» WORK TO COMPLETE: Each entry is to be given again precisely, and no picture may be carried over.
___ RECORDS PROVIDED
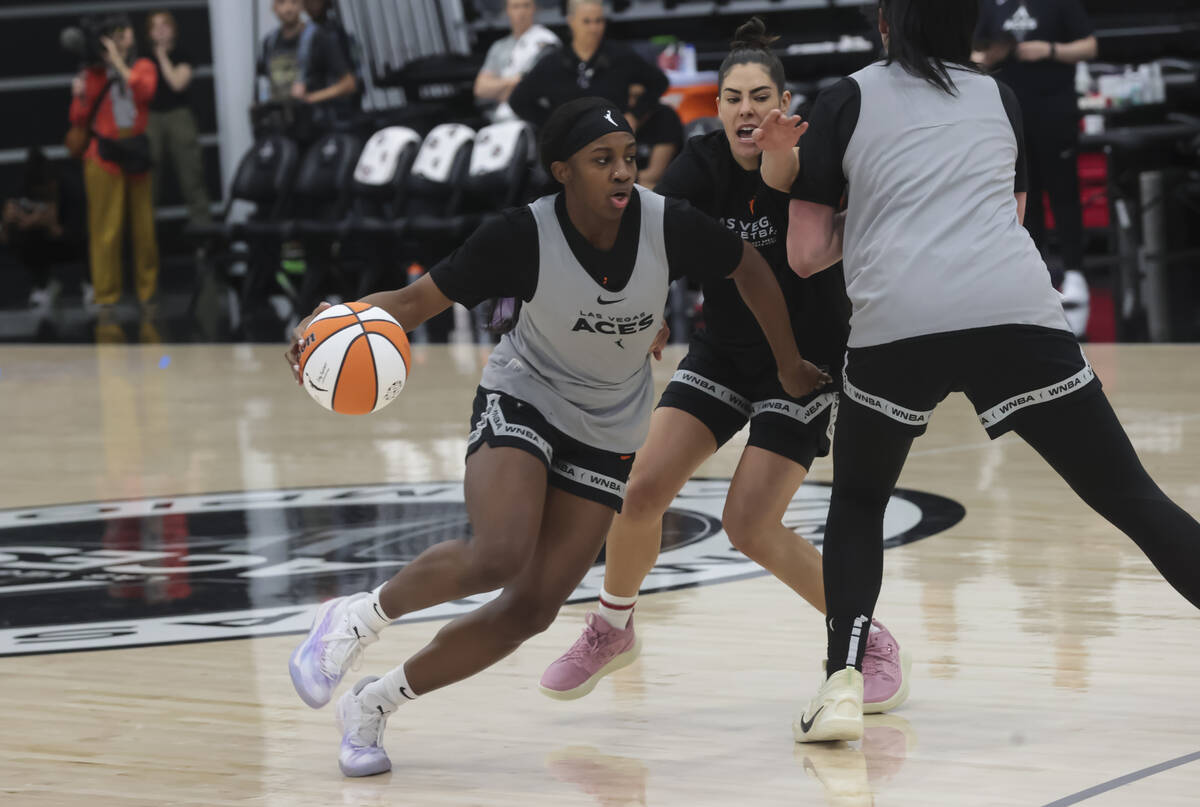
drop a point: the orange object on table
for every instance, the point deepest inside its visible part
(691, 102)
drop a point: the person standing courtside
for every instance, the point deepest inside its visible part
(589, 66)
(510, 58)
(119, 193)
(1035, 45)
(301, 63)
(948, 294)
(172, 125)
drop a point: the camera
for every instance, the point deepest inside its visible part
(83, 40)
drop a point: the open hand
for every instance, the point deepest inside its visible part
(803, 377)
(779, 131)
(295, 347)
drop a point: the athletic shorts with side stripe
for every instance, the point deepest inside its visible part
(503, 420)
(717, 392)
(1008, 372)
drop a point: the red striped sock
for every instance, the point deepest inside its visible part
(616, 610)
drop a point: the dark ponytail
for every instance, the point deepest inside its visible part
(751, 46)
(925, 35)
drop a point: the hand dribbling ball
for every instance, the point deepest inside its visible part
(354, 358)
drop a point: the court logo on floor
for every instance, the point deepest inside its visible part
(225, 566)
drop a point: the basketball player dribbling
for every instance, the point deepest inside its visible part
(949, 293)
(563, 405)
(726, 380)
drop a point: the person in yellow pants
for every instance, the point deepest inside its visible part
(114, 197)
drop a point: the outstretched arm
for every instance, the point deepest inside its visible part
(815, 235)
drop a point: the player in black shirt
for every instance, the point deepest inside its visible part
(1033, 46)
(729, 380)
(563, 405)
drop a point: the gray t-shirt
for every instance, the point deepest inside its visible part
(933, 240)
(513, 57)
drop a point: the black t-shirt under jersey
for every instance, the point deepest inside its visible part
(707, 175)
(502, 257)
(1030, 21)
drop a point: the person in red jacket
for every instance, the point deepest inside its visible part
(117, 195)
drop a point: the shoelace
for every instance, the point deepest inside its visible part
(370, 730)
(586, 645)
(330, 665)
(875, 659)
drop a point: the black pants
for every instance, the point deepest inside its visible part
(1051, 144)
(1081, 440)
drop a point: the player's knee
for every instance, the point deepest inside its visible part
(525, 615)
(745, 525)
(492, 566)
(646, 498)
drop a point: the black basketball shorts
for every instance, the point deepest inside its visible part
(499, 419)
(717, 392)
(1008, 372)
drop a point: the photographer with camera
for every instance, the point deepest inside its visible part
(112, 107)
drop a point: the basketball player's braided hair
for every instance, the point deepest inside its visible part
(751, 46)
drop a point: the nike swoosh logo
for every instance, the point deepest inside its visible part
(808, 724)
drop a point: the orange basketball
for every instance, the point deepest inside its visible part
(354, 358)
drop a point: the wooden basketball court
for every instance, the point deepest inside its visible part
(1051, 664)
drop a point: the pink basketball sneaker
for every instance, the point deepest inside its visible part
(601, 650)
(885, 671)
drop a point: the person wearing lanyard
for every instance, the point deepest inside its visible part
(589, 66)
(948, 293)
(1033, 47)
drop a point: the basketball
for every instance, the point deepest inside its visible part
(354, 358)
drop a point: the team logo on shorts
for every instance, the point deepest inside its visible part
(227, 566)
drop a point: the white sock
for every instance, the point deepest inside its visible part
(369, 614)
(389, 692)
(616, 610)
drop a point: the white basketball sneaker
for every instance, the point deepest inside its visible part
(333, 646)
(835, 712)
(361, 727)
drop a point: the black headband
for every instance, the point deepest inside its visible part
(593, 121)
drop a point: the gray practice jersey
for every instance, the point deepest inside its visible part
(933, 240)
(580, 353)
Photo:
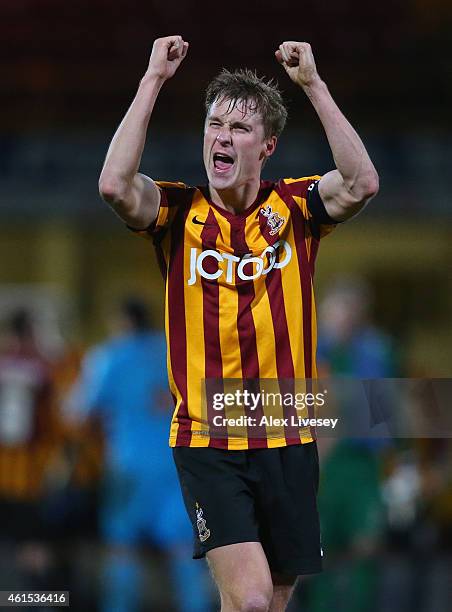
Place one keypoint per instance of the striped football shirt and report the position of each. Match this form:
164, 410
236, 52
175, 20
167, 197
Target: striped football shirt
239, 305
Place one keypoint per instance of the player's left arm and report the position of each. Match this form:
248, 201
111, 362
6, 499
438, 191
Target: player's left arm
346, 190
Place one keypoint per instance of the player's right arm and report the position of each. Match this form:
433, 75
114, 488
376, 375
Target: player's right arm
132, 195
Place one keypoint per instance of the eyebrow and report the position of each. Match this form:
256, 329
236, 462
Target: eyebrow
234, 124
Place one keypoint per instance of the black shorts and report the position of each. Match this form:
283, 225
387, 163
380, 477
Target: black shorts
262, 495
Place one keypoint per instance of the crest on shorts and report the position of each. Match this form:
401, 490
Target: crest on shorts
203, 532
274, 219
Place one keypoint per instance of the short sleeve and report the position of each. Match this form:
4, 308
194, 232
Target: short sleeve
173, 195
305, 192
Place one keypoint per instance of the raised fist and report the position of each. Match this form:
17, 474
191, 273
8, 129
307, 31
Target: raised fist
167, 54
298, 61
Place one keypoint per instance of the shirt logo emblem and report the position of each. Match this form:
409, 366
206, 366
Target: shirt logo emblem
274, 219
196, 221
246, 267
203, 532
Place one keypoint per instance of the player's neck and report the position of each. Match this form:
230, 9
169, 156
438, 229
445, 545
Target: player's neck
238, 199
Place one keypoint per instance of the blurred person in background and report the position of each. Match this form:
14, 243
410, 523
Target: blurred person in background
123, 382
30, 439
350, 499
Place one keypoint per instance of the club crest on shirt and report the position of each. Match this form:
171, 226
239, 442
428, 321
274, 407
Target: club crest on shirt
203, 532
274, 219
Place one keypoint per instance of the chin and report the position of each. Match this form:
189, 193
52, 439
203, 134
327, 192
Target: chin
222, 182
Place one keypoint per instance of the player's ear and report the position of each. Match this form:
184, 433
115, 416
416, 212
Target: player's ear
270, 146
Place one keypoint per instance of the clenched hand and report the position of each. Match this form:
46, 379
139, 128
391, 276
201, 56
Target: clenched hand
298, 61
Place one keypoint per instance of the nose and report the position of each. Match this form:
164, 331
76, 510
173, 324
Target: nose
224, 135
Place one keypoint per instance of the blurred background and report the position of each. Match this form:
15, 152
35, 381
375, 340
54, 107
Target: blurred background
68, 73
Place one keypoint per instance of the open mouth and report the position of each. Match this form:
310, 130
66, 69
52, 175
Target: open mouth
222, 162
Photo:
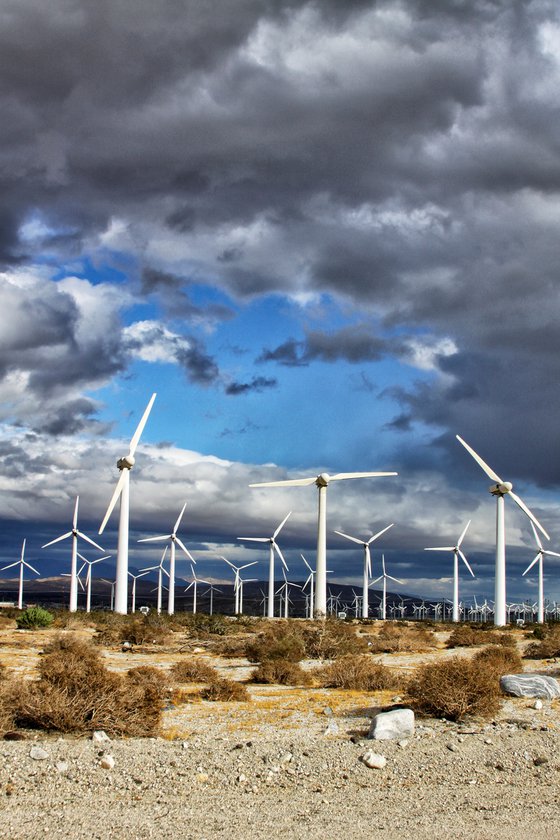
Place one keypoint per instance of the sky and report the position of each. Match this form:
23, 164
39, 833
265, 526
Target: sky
325, 233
______
» TASK RESPONSE:
drop a point: the orange object on table
for every instance, the point deepest inside its visible part
(691, 102)
drop a point: the person standing courtside
for every instance, the point deepest inside its visible part
(589, 66)
(510, 58)
(119, 193)
(1035, 45)
(301, 63)
(948, 294)
(172, 125)
drop a point: the camera
for every instance, the point deepest inside its visible part
(83, 40)
drop a point: the open hand
for every instance, the point deepest inside its visible part
(803, 377)
(779, 131)
(295, 347)
drop a point: the athletic shorts with side stripe
for every instance, the point deepest inside its visible part
(503, 420)
(717, 392)
(1008, 372)
drop a point: the red striped sock
for every instance, the point deepest inside its visible part
(616, 610)
drop a point: the dark ponytail
for every instance, the point deepest inside its visible part
(751, 46)
(925, 35)
drop a point: the hand dribbling ball
for every instance, the point deepest inside its visible part
(354, 358)
drop a point: the court logo on floor
for every instance, the point deepest inside its visible part
(225, 566)
drop a point: the basketball player dribbling
for every instance, the point deepest inside its visible part
(949, 293)
(563, 405)
(726, 380)
drop a point: the person in yellow pants
for every instance, the point deepest inside its visible part
(114, 197)
drop a point: the outstretched arm
for every instance, the point deepest inside its visible part
(815, 235)
drop a point: the player in black shirt
for every instance, the point deepest inside its visible part
(1033, 46)
(729, 380)
(563, 405)
drop a point: the gray t-shirt
for every instance, the point deepest inside its visible part
(933, 240)
(513, 57)
drop a point: the black t-shirt under jersey
for every instance, the point deepest inside its visible part
(707, 175)
(502, 257)
(1030, 21)
drop a point: the person in red jacket
for every instance, the point deepest inside its visible part
(117, 195)
drop a point: the shoelace
for every instance, the point deepest inside its visible part
(370, 730)
(586, 645)
(330, 665)
(875, 659)
drop a point: the black pants
for every instance, the point deepest inside its visible part
(1051, 144)
(1081, 440)
drop a point: the player's knee
for every instance, the point deepest inside its visible part
(525, 615)
(745, 525)
(492, 566)
(646, 498)
drop a point: the black basketball shorts
for every instance, the point deepest inside its visible part
(499, 419)
(717, 392)
(1008, 372)
drop a point: the photographer with camera
for every instance, the point deepest inside its visible part
(112, 107)
drop a point: the basketball player's braided hair
for every instance, the point deepest inside its visible part
(751, 46)
drop a point: the nike swoosh logo
for every instance, the point deepest inside its visible part
(808, 724)
drop a point: the orange basketball
for every instance, the point deepest inside its visible part
(354, 358)
drop a point: the wooden basketball court
for every instance, the point deepest inside its visible part
(1051, 664)
drop a point: the pink basketball sneaker
for every instance, the point deepest inside its visible part
(601, 650)
(885, 671)
drop a point: the person wearing lanyard
for every instance, the point deepest inside its visible part
(589, 66)
(948, 293)
(1033, 47)
drop a point: the basketball
for every instance, the point deepest inside its visible part
(354, 358)
drop a point: the team logo on shorts
for every instance, the point deepest inside its visible part
(227, 566)
drop a point: the white sock
for every instance, the point deepest inside its visible part
(369, 614)
(389, 692)
(616, 610)
drop a point: the white basketball sneaker
for every instance, the point deepest inside its visible part
(333, 646)
(835, 712)
(361, 727)
drop a point: the black headband
for every instance, the point deepest inside its visible part
(593, 121)
drop a point: the gray practice jersey
for every instance, the point deepest inside its visible part
(933, 240)
(580, 353)
Photo:
Place one keypoint per instance of the striped football shirt and report the position of each. Match this form:
164, 410
236, 52
175, 20
167, 197
Target: striped football shirt
239, 305
Place one keypoint per instance of the player's left arm and report the position of each. Match this form:
248, 201
111, 362
6, 499
438, 191
Target: player's left arm
346, 190
Place one keypoint per instance of the player's right arm and report the position of each. Match this form:
433, 75
114, 488
376, 375
Target: player's right arm
132, 195
Place one keypoint per instance of the eyebrow and report the position of each. Match this form:
256, 329
236, 462
Target: eyebrow
234, 124
Place one keypoint per instance of the black shorts and report the position of each. Match this form:
283, 225
387, 163
380, 477
Target: black shorts
262, 495
Place one keypoint per instance of the crest on shorts and report the position of each. Match this form:
401, 490
Target: crest on shorts
203, 532
274, 219
Place one keypoint per instance of the short sleeve and report the position of each. Match this form:
4, 308
194, 232
Target: short sleeve
173, 195
305, 192
Place one keypoint per instance of the raised fist and report the position of each. Match this form:
17, 474
191, 273
8, 129
307, 31
Target: raised fist
167, 54
298, 61
Place one keypoint per instance of the shirt logo emblem and report the position of each. Match this form:
409, 366
206, 366
Target: shirt logo emblem
274, 219
196, 221
246, 267
203, 532
Place one keypoint per instance of the player's neck and report the position of each. Match this form:
230, 9
169, 156
438, 229
445, 545
Target: player's neck
238, 199
Place one keypoint per instance of the blurred person in background and report the position of each. Match this form:
14, 243
410, 523
Target: blurred person in background
123, 382
30, 439
350, 499
Place one keypoint per instance of the club crest on shirt and report the position of each. Match this form:
171, 226
239, 442
428, 321
274, 407
Target: club crest on shirt
203, 532
274, 219
Place one keypoint per instance of the chin and report the position of each. Match this form:
189, 193
52, 439
203, 134
327, 192
Target: chin
222, 182
Place one keypoint per instance of the player's ear and report the position of each. Match this form:
184, 433
115, 416
416, 212
Target: player's ear
270, 146
Place one keypoint per instance of the clenched hand and report the position of each. Match this form:
46, 379
139, 128
391, 276
201, 56
Target: clenched hand
298, 61
Place one keypoint per instance of the nose and report the position of each. Match this form:
164, 331
76, 510
173, 324
Target: nose
224, 135
Place one keypoint per instance of the blurred background and report the position of each. Match this form:
15, 152
35, 381
375, 340
54, 107
Target: blurred background
68, 73
Place one keypoint per instance of the open mouth and report the position of each. Match this form:
310, 130
66, 69
52, 175
Target: open mouth
222, 162
Photo:
Place one keypoint per instance of the sky and report the position of each. Match this form:
23, 164
39, 833
265, 526
Target: sky
325, 233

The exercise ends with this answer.